::: Provided material

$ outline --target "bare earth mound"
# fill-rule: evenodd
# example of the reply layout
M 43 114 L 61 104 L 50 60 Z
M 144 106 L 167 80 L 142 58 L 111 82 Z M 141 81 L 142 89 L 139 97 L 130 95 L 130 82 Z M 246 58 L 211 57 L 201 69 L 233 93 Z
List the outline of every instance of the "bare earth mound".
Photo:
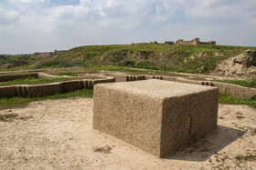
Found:
M 219 63 L 212 75 L 234 78 L 256 78 L 256 50 L 248 50 Z
M 92 104 L 85 98 L 47 100 L 1 110 L 0 169 L 256 167 L 256 115 L 249 106 L 220 105 L 212 135 L 159 159 L 92 130 Z

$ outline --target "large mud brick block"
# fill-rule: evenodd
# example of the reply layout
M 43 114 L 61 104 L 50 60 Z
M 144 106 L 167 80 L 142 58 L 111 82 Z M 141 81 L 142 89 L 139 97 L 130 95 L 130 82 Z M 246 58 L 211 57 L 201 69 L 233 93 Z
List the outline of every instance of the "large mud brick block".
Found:
M 96 85 L 93 129 L 164 157 L 217 128 L 218 94 L 164 80 Z

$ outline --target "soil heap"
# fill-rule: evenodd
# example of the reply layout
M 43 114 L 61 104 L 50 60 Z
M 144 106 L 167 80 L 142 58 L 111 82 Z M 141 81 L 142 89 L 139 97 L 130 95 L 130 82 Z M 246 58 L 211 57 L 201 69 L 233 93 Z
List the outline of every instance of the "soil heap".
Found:
M 217 65 L 212 75 L 233 78 L 256 78 L 256 50 L 247 50 Z

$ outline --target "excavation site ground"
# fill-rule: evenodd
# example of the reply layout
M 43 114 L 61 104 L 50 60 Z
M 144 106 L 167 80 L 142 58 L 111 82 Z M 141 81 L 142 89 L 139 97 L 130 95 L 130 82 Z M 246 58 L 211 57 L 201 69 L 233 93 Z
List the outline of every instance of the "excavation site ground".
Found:
M 18 74 L 1 72 L 0 75 L 26 75 L 31 72 L 24 71 Z M 59 85 L 58 92 L 63 92 L 65 89 L 65 93 L 69 93 L 69 90 L 77 89 L 69 89 L 68 85 L 69 84 L 63 82 L 77 85 L 73 82 L 81 79 L 83 82 L 79 83 L 80 87 L 91 90 L 94 85 L 104 83 L 99 80 L 109 81 L 111 77 L 119 82 L 163 79 L 218 86 L 220 91 L 222 90 L 222 94 L 235 95 L 241 101 L 251 100 L 248 94 L 253 94 L 255 88 L 220 83 L 217 80 L 223 78 L 218 76 L 133 71 L 133 69 L 126 72 L 86 73 L 80 68 L 63 68 L 37 71 L 38 72 L 65 77 L 80 75 L 84 77 L 41 85 L 37 83 L 24 85 L 21 81 L 16 85 L 14 83 L 0 86 L 1 88 L 11 86 L 10 89 L 15 89 L 13 93 L 15 96 L 2 96 L 1 100 L 10 98 L 20 100 L 31 96 L 33 98 L 18 107 L 6 105 L 0 110 L 1 169 L 254 169 L 256 167 L 254 99 L 251 99 L 251 105 L 219 104 L 216 131 L 184 145 L 169 156 L 157 158 L 113 136 L 93 130 L 92 96 L 59 99 L 42 96 L 41 99 L 36 100 L 40 96 L 33 96 L 36 91 L 32 91 L 36 88 L 34 86 L 37 88 L 40 85 L 58 84 Z M 22 86 L 21 91 L 18 86 Z M 243 92 L 242 96 L 240 95 L 241 93 L 239 93 L 240 91 Z

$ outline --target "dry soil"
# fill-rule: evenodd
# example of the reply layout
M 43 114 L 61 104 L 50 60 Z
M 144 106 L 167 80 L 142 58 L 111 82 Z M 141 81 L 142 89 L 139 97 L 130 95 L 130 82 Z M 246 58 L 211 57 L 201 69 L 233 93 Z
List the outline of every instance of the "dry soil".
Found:
M 0 169 L 255 169 L 256 110 L 219 108 L 212 135 L 156 158 L 92 130 L 92 99 L 33 102 L 0 110 Z

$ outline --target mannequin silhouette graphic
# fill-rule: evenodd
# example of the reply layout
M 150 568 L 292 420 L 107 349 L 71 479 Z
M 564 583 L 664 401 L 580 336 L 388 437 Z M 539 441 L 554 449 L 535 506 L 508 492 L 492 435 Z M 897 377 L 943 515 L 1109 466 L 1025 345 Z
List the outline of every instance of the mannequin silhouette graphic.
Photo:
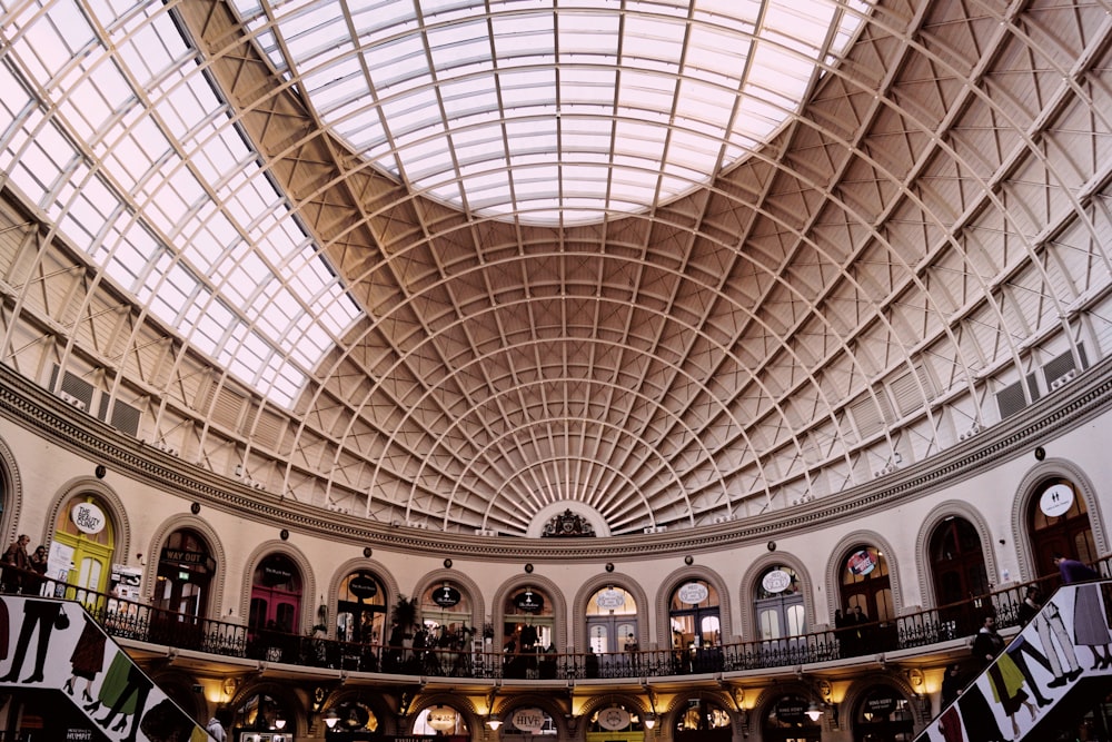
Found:
M 54 622 L 58 620 L 58 612 L 61 611 L 61 603 L 51 601 L 29 600 L 23 602 L 23 623 L 19 627 L 19 639 L 16 640 L 16 654 L 8 673 L 0 677 L 0 683 L 14 683 L 19 680 L 19 673 L 23 669 L 23 659 L 27 656 L 27 649 L 31 643 L 31 634 L 34 632 L 36 625 L 39 627 L 39 641 L 34 647 L 34 671 L 23 682 L 42 682 L 42 667 L 47 661 L 47 650 L 50 647 L 50 634 L 54 630 Z

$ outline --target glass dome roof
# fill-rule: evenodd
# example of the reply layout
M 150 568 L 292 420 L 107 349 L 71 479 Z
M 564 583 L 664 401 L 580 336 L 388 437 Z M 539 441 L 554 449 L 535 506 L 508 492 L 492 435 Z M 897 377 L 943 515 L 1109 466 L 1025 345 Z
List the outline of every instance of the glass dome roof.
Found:
M 861 23 L 835 0 L 236 0 L 325 126 L 469 212 L 597 221 L 764 142 Z

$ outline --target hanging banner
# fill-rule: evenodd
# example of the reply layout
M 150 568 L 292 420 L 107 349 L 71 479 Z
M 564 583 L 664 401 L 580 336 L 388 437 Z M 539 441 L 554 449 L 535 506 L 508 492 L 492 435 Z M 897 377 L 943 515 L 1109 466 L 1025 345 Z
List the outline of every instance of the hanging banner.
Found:
M 792 575 L 783 570 L 773 570 L 761 580 L 761 586 L 768 593 L 783 593 L 792 586 Z
M 463 595 L 460 595 L 459 591 L 451 585 L 437 587 L 436 591 L 433 592 L 433 602 L 441 609 L 450 609 L 459 605 L 460 600 L 463 600 Z
M 702 603 L 709 595 L 711 592 L 706 588 L 706 585 L 697 582 L 689 582 L 686 585 L 681 585 L 679 590 L 676 591 L 676 597 L 679 598 L 679 602 L 686 603 L 687 605 Z
M 598 593 L 595 604 L 600 611 L 617 611 L 625 605 L 625 593 L 619 590 L 604 590 Z
M 537 595 L 533 591 L 527 590 L 514 598 L 514 605 L 517 606 L 518 611 L 540 613 L 540 609 L 545 606 L 545 598 L 543 595 Z
M 92 503 L 78 503 L 70 511 L 70 521 L 81 533 L 96 534 L 105 530 L 105 512 Z
M 874 562 L 868 552 L 863 548 L 860 552 L 855 552 L 848 560 L 846 560 L 845 566 L 850 570 L 850 574 L 864 576 L 876 568 L 876 562 Z
M 1049 517 L 1065 515 L 1073 507 L 1073 487 L 1055 484 L 1039 498 L 1039 509 Z
M 598 725 L 608 732 L 626 729 L 629 726 L 629 712 L 619 706 L 610 706 L 598 712 Z
M 536 734 L 545 728 L 545 712 L 540 709 L 518 709 L 509 718 L 509 723 L 528 734 Z

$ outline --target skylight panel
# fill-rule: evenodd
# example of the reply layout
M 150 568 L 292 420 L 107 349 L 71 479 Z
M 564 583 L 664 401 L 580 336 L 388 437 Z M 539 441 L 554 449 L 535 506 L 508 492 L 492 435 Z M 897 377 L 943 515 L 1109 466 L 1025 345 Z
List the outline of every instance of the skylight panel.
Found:
M 366 100 L 360 100 L 367 96 L 367 81 L 355 58 L 340 59 L 321 67 L 302 77 L 301 85 L 310 91 L 321 112 L 335 115 L 338 109 L 353 102 L 359 107 L 367 105 Z

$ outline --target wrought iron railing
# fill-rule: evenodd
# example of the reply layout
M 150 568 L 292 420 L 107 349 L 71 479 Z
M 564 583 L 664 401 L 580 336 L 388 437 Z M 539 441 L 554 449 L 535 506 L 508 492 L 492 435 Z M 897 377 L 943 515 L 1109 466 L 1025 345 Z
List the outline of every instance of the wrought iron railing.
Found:
M 1095 566 L 1103 576 L 1112 576 L 1112 556 Z M 1045 595 L 1059 584 L 1056 578 L 1040 582 Z M 862 635 L 852 641 L 846 633 L 851 630 L 833 629 L 719 646 L 613 653 L 489 652 L 471 649 L 475 644 L 470 641 L 465 642 L 466 647 L 450 649 L 358 644 L 175 613 L 48 578 L 32 578 L 28 584 L 31 592 L 81 603 L 110 635 L 121 640 L 346 672 L 566 681 L 768 670 L 930 647 L 972 636 L 989 613 L 996 617 L 999 629 L 1016 625 L 1019 606 L 1033 583 L 1012 584 L 950 605 L 855 626 L 853 631 Z

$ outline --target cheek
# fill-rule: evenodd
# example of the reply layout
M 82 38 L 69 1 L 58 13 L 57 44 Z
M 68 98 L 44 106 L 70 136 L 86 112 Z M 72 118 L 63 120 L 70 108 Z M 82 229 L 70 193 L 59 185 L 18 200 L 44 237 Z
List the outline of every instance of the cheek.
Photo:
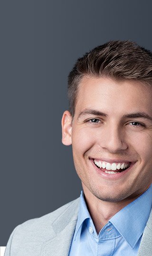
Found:
M 89 129 L 73 130 L 72 133 L 72 143 L 74 151 L 82 154 L 89 150 L 95 142 L 92 133 Z

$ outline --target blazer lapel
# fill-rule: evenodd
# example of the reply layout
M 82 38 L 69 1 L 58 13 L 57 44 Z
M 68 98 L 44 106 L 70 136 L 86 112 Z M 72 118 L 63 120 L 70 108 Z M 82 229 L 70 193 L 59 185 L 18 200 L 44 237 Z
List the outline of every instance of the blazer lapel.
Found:
M 74 202 L 53 223 L 55 235 L 43 245 L 43 256 L 68 256 L 75 232 L 79 200 Z
M 137 256 L 152 255 L 152 211 L 144 230 Z

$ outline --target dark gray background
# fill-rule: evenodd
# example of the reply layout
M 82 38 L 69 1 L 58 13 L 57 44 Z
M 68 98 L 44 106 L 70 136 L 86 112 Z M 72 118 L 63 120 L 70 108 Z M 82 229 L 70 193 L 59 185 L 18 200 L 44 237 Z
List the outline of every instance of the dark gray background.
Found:
M 151 0 L 1 0 L 0 246 L 17 225 L 79 195 L 72 148 L 61 141 L 68 73 L 111 40 L 152 50 L 152 8 Z

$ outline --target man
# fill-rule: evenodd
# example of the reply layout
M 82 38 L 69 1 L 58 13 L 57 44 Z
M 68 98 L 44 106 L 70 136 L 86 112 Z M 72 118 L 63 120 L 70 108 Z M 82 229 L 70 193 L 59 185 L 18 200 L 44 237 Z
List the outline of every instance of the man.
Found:
M 18 226 L 5 256 L 152 255 L 152 53 L 129 41 L 78 59 L 62 142 L 83 192 Z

::::::

* Your objective
Copy the entries from their start through the line containing "M 217 65 L 212", replacing "soil heap" with "dirt pile" and leaving everything else unchanged. Leave the pictures out of your copy.

* Solution below
$ outline --target "bare earth mound"
# fill-rule: evenodd
# example of the reply layout
M 43 114 L 61 104 L 50 60 Z
M 144 106 L 167 80 L 142 58 L 111 82 Z M 141 81 L 142 89 L 139 97 L 130 95 L 130 82 Z M 246 58 L 211 57 L 201 69 L 233 93 Z
List the outline of every instance of the "bare earth mound".
Photo:
Found:
M 219 63 L 212 75 L 234 78 L 256 78 L 256 50 L 248 50 Z
M 92 104 L 85 98 L 47 100 L 1 110 L 0 169 L 256 167 L 256 115 L 249 106 L 220 105 L 212 135 L 159 159 L 92 130 Z

$ outline --target "large mud brick block"
# fill-rule: evenodd
# example of the reply layout
M 43 114 L 61 104 L 50 60 Z
M 144 106 L 167 80 L 142 58 L 111 82 Z M 141 81 L 142 89 L 139 97 L 130 95 L 130 82 Z M 246 58 L 211 57 L 201 69 L 233 93 Z
List the outline of every instance of the "large mud brick block".
Found:
M 96 85 L 93 129 L 164 157 L 217 128 L 218 94 L 164 80 Z

$ outline --target "dirt pile"
# fill-rule: evenodd
# example of the reply layout
M 43 114 L 61 104 L 50 60 Z
M 144 106 L 167 80 L 142 58 L 111 82 Z M 141 81 L 142 89 L 139 97 L 130 95 L 130 82 Z M 246 58 L 211 57 L 201 69 L 233 93 Z
List the outline of every instance of the "dirt pile".
Found:
M 217 65 L 212 75 L 233 78 L 256 78 L 256 50 L 247 50 Z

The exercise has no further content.